OPGAVEN:
[a] Vertaal deze zin uit de tekst over vervoersarmoede in het Engels: "Zelfs hier in Nederland waar ‘iedereen’ fietst, blijkt de autoafhankelijkheid toch nog heel groot te zijn."
[b] Op welke datum vond volgens de tekst over vervoersarmoede de bijeenkomst van de Fietscommunity 2.0 plaats?

Fietsen: Armoede of rijkdom

Vervoersarmoede moet hoger op de agenda

Er waart een spook door mobiliteitsland: vervoersarmoede – oftewel de oneerlijke verdeling van mobiliteit en bereikbaarheid. Zelfs hier in Nederland waar ‘iedereen’ fietst, blijkt de autoafhankelijkheid toch nog heel groot te zijn. Wat als je geen auto hebt, niet goed kunt fietsen en het OV-systeem te duur of te onbegrijpelijk is? Dan kom je de deur niet uit – en tel je bovendien niet mee in de verkeersstatistieken. Het is hoog tijd voor meer onderzoek en meer politieke aandacht voor dit ‘ongeziene’ probleem, zo bleek tijdens de bijeenkomst van de Fietscommunity 2.0. op 27 september 2018. (De gehouden presentaties kunt u onderaan in dit verslag als PDF’s downloaden.)

GETOONDE GEGEVENS:
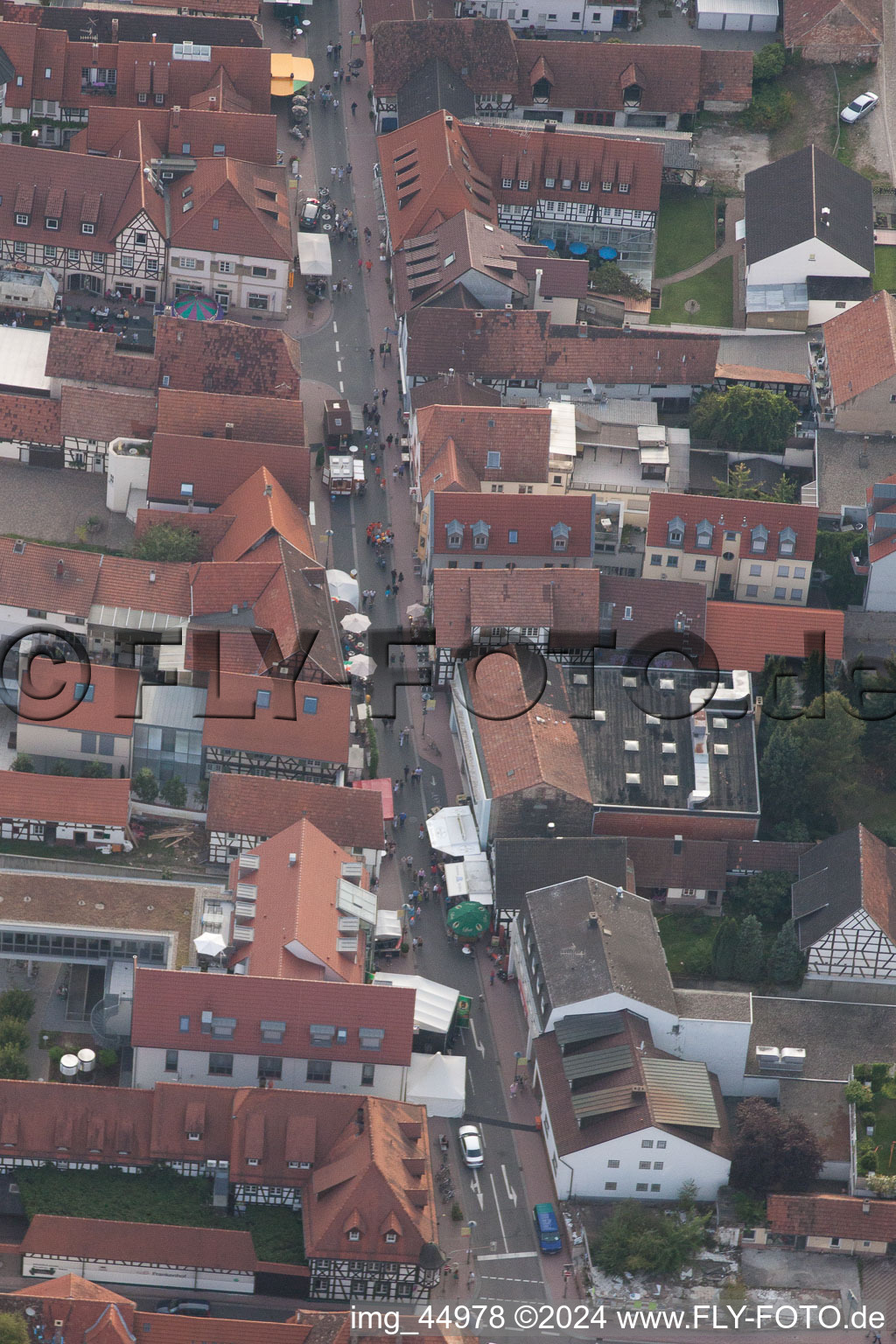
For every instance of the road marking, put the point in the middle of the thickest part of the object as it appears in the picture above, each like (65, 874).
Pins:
(514, 1256)
(497, 1208)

OPLOSSINGEN:
[a] Even here in the Netherlands, where 'everyone' cycles, dependence on the car still turns out to be very great.

[b] Op 27 september 2018.